Could you rewrite these lines as a JSON list of strings, one string for each line, with blank lines left out?

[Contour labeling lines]
★ ★ ★ ★ ★

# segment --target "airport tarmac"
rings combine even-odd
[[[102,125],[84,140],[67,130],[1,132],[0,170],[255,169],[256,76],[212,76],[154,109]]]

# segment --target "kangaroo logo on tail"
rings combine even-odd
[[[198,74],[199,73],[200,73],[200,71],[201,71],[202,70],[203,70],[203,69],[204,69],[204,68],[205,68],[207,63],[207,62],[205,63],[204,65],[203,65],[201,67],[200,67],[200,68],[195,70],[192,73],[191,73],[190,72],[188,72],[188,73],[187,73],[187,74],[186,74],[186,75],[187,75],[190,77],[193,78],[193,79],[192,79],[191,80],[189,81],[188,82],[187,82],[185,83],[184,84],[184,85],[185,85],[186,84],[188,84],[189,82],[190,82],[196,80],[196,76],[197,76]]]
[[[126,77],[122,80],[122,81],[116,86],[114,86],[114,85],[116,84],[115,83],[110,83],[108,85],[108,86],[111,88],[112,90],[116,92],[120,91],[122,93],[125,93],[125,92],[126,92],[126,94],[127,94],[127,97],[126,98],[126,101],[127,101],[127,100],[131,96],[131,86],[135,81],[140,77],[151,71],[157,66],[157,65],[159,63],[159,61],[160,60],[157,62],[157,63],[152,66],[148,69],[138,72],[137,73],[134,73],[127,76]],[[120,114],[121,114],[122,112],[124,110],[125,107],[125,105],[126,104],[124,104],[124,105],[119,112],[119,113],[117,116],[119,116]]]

★ ★ ★ ★ ★

RESULT:
[
  "# segment --target \"airport tarmac\"",
  "rings combine even-odd",
  "[[[102,125],[84,140],[67,130],[1,132],[0,170],[255,169],[256,76],[212,76],[154,109]]]",
  "# segment --target \"kangaroo logo on tail\"",
  "rings combine even-odd",
  "[[[198,74],[199,73],[200,73],[200,71],[201,71],[202,70],[203,70],[203,69],[204,69],[204,68],[205,68],[207,63],[207,62],[205,63],[204,65],[203,65],[201,67],[200,67],[200,68],[195,70],[192,73],[191,73],[190,72],[188,72],[188,73],[187,73],[187,74],[186,74],[186,75],[187,75],[190,77],[193,78],[193,79],[192,79],[191,80],[189,81],[188,82],[187,82],[185,83],[184,84],[184,85],[185,85],[186,84],[188,84],[189,82],[190,82],[196,80],[196,76],[197,76]]]",
  "[[[126,77],[122,80],[122,81],[116,86],[114,86],[114,85],[116,84],[115,83],[110,83],[108,85],[108,86],[111,88],[112,90],[116,92],[120,91],[122,93],[125,93],[125,92],[126,92],[126,94],[127,94],[127,97],[126,98],[126,101],[127,101],[127,100],[131,96],[131,86],[135,81],[140,77],[151,71],[157,66],[157,65],[159,63],[159,61],[160,60],[157,62],[157,63],[152,66],[148,69],[138,72],[137,73],[134,73],[127,76]],[[120,114],[121,114],[122,112],[124,110],[125,107],[125,105],[126,104],[124,104],[124,105],[119,112],[119,113],[117,116],[119,116]]]"
]